**PAGE**:

Thukkaram is a 1938 Indian Tamil-language biographical film directed by B. N. Rao and produced by Central Studios in Coimbatore. The film featured Carnatic vocalist Musiri Subramania Iyer as the eponymous saint.

Plot
The film depicts the life story of the saint Tukaram.

Cast
Musiri Subramania Iyer as Tukaram
K. Sarangapani
R. Balasubramaniam
M. S. Murugesan
K. A. Chokkalinga Bhagavathar
K. Seetha
Meenambal
R. Balasaraswathi as Tukaram's daughter

Production
This is the only film that Musiri Subramania Iyer had any stint in the celluloid world. According to writer and critic Kalki Krishnamurthy, during the shooting of the film, Tukaram wore a moustache whereas Subramania Iyer had a clean shaved face. When he was acting the part, an artificial moustache was fixed on his face. Subramania Iyer could not bear the itching caused by the gum that held the moustache under his nose. He told the producers to wait for sometime until he grew his own moustache. It was a scene of merriment to see him sporting a moustache because basically he was a Carnatic singer and in those days it was considered a taboo for them to wear a moustache. However, the very next moment shooting was over, Subramania Iyer got a clean shave done.

Records of labeled boxes
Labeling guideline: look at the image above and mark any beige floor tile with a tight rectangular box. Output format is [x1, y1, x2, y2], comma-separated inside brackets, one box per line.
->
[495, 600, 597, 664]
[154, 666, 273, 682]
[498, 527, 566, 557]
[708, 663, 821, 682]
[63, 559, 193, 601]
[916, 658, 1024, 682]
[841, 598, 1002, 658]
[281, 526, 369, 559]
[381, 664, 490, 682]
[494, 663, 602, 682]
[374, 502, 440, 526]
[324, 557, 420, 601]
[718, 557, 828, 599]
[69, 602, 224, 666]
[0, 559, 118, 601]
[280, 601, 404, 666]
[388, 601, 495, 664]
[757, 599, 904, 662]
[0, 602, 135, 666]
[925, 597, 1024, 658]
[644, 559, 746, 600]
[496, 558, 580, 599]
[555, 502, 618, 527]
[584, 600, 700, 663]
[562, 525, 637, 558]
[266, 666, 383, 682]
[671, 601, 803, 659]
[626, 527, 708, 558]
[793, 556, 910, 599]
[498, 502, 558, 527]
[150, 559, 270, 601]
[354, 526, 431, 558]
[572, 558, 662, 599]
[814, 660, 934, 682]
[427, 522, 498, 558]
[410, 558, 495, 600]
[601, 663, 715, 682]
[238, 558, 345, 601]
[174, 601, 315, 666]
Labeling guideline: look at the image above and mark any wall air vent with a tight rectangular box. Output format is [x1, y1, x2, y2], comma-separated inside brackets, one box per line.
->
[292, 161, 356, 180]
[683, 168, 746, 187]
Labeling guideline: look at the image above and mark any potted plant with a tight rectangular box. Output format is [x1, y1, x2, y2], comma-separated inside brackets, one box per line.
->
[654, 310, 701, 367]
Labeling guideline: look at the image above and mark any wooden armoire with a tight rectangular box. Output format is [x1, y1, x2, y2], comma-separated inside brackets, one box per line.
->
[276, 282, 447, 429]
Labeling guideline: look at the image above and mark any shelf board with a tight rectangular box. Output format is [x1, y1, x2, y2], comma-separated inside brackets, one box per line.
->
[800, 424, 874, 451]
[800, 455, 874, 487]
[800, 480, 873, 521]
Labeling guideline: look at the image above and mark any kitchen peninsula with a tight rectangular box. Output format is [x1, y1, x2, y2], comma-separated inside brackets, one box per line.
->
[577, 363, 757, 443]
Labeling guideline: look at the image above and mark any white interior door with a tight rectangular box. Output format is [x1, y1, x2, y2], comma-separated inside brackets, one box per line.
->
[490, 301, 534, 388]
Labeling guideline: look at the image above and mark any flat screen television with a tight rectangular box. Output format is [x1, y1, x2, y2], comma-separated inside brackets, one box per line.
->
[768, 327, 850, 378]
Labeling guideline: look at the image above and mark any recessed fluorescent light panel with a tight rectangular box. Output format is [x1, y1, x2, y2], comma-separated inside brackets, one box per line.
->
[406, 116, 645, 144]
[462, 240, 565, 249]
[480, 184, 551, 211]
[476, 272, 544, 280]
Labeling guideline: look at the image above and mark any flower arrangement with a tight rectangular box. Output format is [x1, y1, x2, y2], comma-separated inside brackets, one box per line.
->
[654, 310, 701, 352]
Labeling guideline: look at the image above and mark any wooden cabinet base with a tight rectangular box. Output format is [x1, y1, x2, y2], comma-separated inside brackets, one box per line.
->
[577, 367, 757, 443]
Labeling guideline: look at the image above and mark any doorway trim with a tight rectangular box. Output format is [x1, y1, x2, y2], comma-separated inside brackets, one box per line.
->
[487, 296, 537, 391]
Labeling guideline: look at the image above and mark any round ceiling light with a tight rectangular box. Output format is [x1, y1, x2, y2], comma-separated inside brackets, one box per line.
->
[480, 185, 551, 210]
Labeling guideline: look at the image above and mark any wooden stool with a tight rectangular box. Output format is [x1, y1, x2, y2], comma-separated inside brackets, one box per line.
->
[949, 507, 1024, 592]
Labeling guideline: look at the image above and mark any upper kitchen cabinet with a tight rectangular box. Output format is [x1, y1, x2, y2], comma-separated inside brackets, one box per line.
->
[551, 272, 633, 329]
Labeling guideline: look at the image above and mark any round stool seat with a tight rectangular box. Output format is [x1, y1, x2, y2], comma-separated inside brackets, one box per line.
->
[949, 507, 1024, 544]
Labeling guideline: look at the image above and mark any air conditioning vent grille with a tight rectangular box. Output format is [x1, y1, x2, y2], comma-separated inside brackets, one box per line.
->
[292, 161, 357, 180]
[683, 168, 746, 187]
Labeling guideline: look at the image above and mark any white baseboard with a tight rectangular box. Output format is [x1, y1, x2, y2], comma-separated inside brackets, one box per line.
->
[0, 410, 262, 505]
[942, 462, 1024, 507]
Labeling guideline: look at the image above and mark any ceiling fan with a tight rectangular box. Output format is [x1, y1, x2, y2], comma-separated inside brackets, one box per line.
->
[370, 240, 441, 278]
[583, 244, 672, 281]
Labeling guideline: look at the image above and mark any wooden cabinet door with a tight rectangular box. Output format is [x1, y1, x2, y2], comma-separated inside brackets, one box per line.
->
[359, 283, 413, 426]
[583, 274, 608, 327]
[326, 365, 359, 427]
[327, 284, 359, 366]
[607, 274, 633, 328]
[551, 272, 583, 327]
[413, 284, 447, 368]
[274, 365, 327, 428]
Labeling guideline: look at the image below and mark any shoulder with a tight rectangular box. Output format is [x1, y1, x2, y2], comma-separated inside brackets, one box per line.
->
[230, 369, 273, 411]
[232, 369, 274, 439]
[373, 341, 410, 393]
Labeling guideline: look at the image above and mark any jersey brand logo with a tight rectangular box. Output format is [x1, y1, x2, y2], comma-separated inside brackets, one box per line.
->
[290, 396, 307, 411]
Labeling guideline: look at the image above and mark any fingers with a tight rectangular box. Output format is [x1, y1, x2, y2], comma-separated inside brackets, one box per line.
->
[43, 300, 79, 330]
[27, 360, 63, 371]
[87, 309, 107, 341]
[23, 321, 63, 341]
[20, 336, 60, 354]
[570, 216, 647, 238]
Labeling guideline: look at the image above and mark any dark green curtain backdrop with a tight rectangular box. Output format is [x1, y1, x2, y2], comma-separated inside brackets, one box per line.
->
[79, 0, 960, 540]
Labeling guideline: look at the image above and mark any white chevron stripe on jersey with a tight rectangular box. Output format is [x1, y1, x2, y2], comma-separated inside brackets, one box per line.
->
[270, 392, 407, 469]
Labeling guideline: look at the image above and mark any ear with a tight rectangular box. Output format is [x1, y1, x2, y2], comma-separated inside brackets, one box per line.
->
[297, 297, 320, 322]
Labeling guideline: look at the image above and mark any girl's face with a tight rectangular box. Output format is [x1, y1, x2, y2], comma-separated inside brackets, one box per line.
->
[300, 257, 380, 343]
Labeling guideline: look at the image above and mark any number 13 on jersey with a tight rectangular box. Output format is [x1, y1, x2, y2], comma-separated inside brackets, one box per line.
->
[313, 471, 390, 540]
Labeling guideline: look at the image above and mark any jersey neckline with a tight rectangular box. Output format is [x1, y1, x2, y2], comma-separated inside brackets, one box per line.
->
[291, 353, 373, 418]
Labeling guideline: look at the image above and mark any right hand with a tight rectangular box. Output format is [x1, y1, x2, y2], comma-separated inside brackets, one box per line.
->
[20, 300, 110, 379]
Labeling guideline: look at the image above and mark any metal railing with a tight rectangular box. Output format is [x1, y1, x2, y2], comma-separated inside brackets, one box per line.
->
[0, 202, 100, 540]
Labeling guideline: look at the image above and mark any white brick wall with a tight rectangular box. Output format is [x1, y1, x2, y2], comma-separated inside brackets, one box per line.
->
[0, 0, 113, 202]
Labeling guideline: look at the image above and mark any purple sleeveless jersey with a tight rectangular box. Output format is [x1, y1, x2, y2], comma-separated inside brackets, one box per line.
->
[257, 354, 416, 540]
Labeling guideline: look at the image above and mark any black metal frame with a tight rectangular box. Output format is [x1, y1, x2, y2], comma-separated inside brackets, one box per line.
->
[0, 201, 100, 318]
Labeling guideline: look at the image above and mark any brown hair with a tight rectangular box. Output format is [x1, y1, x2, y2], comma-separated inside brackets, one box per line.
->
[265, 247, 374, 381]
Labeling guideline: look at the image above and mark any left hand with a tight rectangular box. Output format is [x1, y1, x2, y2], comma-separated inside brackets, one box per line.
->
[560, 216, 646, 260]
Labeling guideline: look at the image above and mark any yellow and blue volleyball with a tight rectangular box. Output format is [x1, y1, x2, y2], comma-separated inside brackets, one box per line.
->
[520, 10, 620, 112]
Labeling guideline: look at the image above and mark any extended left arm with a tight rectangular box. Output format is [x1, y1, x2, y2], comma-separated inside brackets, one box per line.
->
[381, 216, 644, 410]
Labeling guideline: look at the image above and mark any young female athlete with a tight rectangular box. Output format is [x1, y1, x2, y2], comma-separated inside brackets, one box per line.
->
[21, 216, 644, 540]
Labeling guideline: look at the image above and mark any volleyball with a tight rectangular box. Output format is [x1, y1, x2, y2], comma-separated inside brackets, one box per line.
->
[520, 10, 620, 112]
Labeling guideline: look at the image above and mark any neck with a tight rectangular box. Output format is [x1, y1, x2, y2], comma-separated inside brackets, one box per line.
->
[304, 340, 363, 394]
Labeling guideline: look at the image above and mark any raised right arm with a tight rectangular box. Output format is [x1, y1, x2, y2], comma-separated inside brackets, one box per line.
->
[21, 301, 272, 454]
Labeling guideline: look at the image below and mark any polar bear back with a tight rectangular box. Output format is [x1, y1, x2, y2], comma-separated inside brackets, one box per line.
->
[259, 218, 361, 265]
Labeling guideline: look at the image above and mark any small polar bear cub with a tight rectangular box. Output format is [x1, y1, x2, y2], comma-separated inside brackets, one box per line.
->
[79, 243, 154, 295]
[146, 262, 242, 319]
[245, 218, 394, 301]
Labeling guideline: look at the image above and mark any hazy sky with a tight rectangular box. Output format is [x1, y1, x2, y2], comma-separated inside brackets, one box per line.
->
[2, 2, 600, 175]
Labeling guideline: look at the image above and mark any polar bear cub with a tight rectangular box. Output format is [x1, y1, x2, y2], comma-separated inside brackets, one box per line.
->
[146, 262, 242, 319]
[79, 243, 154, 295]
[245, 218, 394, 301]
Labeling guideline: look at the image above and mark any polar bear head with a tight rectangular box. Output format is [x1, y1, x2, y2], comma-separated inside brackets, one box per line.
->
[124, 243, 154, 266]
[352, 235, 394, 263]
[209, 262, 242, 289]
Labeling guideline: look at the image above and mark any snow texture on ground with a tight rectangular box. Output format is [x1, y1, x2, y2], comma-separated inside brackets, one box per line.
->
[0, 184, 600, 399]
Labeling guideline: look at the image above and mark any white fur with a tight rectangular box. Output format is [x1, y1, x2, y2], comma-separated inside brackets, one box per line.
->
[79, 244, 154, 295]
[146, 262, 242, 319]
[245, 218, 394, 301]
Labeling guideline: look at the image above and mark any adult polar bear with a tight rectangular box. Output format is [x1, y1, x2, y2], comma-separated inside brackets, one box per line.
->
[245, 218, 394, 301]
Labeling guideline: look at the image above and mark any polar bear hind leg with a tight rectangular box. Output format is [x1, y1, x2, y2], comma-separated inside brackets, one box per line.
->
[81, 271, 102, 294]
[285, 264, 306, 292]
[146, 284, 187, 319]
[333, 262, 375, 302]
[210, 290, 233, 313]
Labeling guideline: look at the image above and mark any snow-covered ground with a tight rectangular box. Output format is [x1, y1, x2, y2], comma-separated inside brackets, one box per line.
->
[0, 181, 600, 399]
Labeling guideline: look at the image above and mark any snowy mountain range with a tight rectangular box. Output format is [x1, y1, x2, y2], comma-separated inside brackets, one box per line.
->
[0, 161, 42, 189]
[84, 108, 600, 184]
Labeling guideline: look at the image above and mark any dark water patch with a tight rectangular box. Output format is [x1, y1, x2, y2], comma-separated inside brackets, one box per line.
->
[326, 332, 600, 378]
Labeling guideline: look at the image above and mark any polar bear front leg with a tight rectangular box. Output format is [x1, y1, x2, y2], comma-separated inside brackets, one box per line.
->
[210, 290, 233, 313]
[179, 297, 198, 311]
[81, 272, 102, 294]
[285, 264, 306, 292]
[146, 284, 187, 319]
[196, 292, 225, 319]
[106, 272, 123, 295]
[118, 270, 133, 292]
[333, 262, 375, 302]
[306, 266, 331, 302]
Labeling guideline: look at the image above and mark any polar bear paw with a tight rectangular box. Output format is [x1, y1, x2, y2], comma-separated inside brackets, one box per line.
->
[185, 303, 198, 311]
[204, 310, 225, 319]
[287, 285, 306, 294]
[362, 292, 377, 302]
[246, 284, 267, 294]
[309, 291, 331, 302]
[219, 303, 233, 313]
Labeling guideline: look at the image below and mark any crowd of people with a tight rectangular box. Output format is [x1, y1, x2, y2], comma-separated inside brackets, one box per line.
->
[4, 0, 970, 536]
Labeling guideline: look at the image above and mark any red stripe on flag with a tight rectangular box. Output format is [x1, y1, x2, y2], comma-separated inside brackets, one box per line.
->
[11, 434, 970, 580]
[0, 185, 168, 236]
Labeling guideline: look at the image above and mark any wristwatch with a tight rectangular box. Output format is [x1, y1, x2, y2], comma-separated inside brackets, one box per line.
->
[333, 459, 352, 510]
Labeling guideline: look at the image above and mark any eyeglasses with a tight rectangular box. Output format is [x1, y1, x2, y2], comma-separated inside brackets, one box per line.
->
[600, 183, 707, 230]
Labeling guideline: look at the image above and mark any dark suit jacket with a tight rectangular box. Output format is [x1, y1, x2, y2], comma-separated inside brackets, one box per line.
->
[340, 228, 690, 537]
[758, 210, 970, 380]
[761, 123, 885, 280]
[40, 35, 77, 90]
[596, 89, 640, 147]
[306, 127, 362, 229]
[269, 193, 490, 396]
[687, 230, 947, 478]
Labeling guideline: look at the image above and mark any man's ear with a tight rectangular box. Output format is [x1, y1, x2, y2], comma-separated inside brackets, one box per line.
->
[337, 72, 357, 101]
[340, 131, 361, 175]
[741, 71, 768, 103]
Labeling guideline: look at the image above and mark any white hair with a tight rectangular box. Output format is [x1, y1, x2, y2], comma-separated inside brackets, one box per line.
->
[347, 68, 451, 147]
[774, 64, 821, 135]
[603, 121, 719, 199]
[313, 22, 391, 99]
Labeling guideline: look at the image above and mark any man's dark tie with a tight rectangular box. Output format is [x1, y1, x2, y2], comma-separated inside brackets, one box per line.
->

**EXERCISE TASKS**:
**a)** Answer these questions from the Thukkaram article:
(i) Who directed the film?
(ii) Who played Tukaram's daughter?
(iii) What could Subramania Iyer not bear about the artificial moustache?
**b)** From the Thukkaram article, quote the stretch from "Thukkaram is a" through "the eponymous saint.".

**SOLUTIONS TO THE EXERCISE**:
**a)**
(i) B. N. Rao
(ii) R. Balasaraswathi
(iii) The itching caused by the gum that held it under his nose

**b)**
Thukkaram is a 1938 Indian Tamil-language biographical film directed by B. N. Rao and produced by Central Studios in Coimbatore. The film featured Carnatic vocalist Musiri Subramania Iyer as the eponymous saint.